* TEXT BLOCK:
"""
Since joining Latham in 1999, Mr. Ballenger has focused on appellate and Supreme Court litigation, with an emphasis on constitutional law. He has been the principal author of the merits briefs in five Supreme Court cases - including the winning briefs for the University of Michigan Law School in its landmark affirmative action case Grutter v. Bollinger, 539 U.S. 306 (2003), and for Arthur Andersen in its successful effort to get its conviction for obstruction of justice overturned, Arthur Andersen LLP v. United States, 544 U.S. 696 (2005). Mr. Ballenger has also drafted dozens of amicus curiae briefs, petitions for certiorari, or briefs in opposition to certiorari in the Supreme Court, and many other briefs in the lower federal courts. In a groundbreaking lawsuit against the FDA, Abigail Alliance v. von Eschenbach, 445 F.3d 470 (2006), Mr. Ballenger recently convinced the D.C. Circuit to recognize a new constitutional right of access to experimental drugs for terminally ill patients. He has also extended his United States v. Microsoft experience with complex trial litigation by working on several trial teams in both state and federal court, including Latham's successful defense of Oracle Corporation against the Justice Department, in U.S. v. Oracle Corp., 2004 WL 2006847 (N.D.Ca. 2004).
Michael F. Cannon
Michael F. Cannon is the Cato Institute's director of health policy studies. Previously, he served as a domestic policy analyst at the U.S. Senate Republican Policy Committee under Senator Larry E. Craig (R-ID), where he advised the Senate leadership on health, education, labor, welfare, and Second Amendment policy.
In addition, Cannon has worked as a health care policy analyst for Citizens for a Sound Economy Foundation in Washington, D.C. Cannon has appeared on CNN, CNBC, C-SPAN, Fox News Channel, and NPR. His articles have been featured in USA Today, the New York Post, the Chicago Tribune, the Chicago Sun-Times, and the San Francisco Chronicle. Most recently, Cannon coauthored the book Healthy Competition: What's Holding Back Health Care and How to Free It.
"""
* DATASET ENTRIES:
"""
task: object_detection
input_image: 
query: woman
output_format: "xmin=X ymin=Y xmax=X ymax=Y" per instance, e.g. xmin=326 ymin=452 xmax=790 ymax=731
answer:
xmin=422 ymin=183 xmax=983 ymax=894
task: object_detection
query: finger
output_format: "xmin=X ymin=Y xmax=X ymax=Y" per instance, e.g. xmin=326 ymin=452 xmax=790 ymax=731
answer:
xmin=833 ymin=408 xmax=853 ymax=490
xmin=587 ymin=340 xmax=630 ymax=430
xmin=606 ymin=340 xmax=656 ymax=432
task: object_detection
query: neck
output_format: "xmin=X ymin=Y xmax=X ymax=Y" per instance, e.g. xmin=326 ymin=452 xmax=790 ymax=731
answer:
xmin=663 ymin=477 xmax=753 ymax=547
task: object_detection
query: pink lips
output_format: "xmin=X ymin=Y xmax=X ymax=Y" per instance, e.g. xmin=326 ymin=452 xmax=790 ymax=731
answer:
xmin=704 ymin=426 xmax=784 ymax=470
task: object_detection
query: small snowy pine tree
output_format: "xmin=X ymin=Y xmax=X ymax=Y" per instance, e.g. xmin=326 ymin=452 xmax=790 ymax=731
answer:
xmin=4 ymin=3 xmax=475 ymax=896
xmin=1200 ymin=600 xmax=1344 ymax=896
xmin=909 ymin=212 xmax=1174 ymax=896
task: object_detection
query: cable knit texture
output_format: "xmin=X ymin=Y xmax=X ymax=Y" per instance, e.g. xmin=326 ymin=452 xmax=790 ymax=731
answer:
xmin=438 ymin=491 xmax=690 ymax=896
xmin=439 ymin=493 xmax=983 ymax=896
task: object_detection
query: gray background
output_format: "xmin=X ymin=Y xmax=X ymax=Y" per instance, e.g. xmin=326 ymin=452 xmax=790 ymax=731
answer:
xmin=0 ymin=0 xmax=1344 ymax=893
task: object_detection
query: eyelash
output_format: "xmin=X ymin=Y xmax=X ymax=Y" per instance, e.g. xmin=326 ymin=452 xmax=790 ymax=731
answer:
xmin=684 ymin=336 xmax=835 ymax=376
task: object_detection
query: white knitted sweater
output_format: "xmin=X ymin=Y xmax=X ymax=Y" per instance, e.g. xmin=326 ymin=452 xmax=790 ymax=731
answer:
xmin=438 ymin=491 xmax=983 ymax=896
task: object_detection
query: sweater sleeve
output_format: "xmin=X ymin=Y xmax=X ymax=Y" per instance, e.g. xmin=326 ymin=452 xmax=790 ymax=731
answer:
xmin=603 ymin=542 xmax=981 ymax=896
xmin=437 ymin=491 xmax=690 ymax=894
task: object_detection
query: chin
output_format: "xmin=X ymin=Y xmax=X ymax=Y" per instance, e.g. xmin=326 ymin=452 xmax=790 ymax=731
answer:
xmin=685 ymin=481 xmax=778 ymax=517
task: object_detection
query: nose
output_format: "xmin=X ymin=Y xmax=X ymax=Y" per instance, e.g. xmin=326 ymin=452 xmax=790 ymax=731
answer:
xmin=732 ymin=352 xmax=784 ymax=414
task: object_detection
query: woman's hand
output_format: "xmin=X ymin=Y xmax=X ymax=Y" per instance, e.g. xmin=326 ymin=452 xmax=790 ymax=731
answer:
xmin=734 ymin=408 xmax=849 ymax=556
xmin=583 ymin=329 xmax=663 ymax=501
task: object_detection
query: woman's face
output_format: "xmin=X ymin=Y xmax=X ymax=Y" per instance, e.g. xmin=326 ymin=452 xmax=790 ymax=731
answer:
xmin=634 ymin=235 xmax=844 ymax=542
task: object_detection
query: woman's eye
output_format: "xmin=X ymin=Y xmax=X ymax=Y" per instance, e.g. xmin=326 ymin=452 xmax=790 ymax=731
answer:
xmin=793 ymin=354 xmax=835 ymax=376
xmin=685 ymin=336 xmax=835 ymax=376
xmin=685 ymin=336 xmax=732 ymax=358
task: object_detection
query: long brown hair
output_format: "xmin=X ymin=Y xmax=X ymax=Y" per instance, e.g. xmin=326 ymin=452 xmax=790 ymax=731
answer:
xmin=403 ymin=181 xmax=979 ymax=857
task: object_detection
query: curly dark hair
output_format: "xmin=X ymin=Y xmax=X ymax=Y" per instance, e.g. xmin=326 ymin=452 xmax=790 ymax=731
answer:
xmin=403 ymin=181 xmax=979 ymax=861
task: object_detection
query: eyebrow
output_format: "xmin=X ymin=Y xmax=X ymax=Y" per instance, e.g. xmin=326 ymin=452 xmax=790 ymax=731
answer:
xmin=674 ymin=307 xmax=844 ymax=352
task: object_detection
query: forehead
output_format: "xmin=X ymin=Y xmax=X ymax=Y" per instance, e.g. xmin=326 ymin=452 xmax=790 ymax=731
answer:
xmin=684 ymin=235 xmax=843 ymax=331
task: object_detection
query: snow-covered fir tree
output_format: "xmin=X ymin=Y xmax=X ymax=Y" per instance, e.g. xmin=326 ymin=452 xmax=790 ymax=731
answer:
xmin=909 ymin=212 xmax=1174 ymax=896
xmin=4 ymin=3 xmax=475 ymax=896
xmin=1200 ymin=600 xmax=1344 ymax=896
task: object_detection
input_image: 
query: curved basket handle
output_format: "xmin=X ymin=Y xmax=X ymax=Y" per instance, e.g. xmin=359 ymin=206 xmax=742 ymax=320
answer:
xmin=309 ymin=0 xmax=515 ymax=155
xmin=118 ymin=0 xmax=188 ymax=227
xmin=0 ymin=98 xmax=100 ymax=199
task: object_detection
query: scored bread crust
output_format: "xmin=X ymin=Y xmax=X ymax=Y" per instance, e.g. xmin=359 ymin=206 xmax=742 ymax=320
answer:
"""
* DIRECTIONS:
a) Using the biographical text, mark each statement yes or no and quote the words that decide it. (i) Ballenger joined Latham in 1999. (ii) Cannon worked for the Senate Republican Policy Committee under Senator Larry E. Craig. (iii) Cannon wrote Healthy Competition on his own.
b) Resume the biographical text right after its final sentence, which ends with "How to Free It."
The data comes from a different source than the biographical text.

* ANSWERS TO THE EXERCISES:
a)
(i) Yes: "Since joining Latham in 1999, Mr. Ballenger has focused on appellate and Supreme Court litigation"
(ii) Yes: "he served as a domestic policy analyst at the U.S. Senate Republican Policy Committee under Senator Larry E. Craig (R-ID)"
(iii) No: "Most recently, Cannon coauthored the book Healthy Competition: What's Holding Back Health Care and How to Free It."

b)
Ezekiel J. Emanuel
Ezekiel Emanuel earned his PhD and MD degrees from Harvard University, where his doctoral dissertation received the Toppan Award for the finest political science dissertation of the year. After earning his MD PhD, he was a Fellow in the Program in Ethics and the Professions at Harvard's Kennedy School of Government.
Dr. Emanuel completed an internship and residency in Internal Medicine at Boston's Beth Israel Hospital and an Oncology Fellowship at the Dana-Farber Cancer Institute and then joined the faculty at the Dana-Farber Cancer Institute. Before accepting his current position as the Chair of the Department of Clinical Bioethics at the Clinical Center of the National Institutes of Health in 1998, Dr. Emanuel was an associate professor at Harvard Medical School.
Widely published on the ethics of clinical research, advance care directives, end-of-life issues, euthanasia, the ethics of managed care, and the physician-patient relationship, Dr. Emanuel's articles have appeared in The New England Journal of Medicine, Lancet, Journal of American Medical Association, and many other medical and ethics journals. His book, The Ends of Human Life, has been widely praised and received the Rosenhaupt Memorial Book Award by the Woodrow Wilson Foundation.
Dr. Emanuel served on the ethics section of former President Clinton's Health Task Force, the National Bioethics Advisory Commission, and the International Advisory Board on Bioethics of the Pan American Health Organization. He has been a visiting professor at the University of Pittsburgh School of Medicine, UCLA, and Brin Professor at Johns Hopkins Medical School. He is an oncologist.